Gather every line of the listing that contains the word "trace".

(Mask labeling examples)
•••••
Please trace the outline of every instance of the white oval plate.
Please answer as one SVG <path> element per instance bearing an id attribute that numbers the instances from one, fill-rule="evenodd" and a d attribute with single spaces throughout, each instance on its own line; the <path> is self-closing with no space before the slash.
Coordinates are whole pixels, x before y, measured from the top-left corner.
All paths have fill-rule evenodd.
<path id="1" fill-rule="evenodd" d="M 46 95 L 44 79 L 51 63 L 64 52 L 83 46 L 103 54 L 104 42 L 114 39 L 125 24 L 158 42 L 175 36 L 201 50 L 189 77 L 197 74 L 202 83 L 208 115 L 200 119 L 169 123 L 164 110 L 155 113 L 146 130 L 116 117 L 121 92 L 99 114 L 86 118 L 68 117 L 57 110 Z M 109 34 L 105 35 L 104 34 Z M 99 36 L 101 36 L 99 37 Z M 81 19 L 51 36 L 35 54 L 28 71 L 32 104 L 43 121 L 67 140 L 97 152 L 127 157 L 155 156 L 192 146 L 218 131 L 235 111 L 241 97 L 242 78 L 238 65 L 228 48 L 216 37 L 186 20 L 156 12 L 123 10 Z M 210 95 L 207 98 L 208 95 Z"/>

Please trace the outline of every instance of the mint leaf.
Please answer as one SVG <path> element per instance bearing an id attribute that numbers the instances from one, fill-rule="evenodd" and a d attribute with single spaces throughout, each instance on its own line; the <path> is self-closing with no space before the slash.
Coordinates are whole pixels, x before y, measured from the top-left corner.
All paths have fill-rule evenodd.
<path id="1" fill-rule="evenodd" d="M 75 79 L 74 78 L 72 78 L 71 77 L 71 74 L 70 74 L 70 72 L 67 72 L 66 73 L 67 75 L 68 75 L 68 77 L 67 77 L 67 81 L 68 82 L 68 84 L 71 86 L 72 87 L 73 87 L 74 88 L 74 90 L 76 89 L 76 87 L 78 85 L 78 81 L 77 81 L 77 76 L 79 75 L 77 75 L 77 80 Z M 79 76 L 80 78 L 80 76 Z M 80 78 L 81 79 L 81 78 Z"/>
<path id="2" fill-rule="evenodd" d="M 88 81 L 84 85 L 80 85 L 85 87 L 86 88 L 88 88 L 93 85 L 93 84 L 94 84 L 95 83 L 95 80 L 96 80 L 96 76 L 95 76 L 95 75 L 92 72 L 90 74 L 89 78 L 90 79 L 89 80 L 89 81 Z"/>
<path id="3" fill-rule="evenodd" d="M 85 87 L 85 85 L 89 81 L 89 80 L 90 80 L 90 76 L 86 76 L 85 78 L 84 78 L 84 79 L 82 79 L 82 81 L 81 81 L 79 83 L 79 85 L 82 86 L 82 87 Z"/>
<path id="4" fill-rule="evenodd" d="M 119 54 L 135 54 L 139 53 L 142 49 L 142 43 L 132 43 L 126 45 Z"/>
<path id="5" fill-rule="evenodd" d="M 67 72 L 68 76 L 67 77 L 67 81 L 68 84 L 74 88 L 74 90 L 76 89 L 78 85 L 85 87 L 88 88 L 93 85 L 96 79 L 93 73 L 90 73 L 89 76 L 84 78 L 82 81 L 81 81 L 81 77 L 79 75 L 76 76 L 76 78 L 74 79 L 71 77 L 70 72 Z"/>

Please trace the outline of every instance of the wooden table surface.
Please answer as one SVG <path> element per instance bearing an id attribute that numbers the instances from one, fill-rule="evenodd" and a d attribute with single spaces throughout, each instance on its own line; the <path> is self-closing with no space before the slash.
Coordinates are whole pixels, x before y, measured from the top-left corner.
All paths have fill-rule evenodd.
•••••
§ **ANSWER**:
Please trace the outline of every instance of the white oval plate.
Please trace the outline of every instance of the mint leaf.
Please trace the outline of every instance of the wooden table surface.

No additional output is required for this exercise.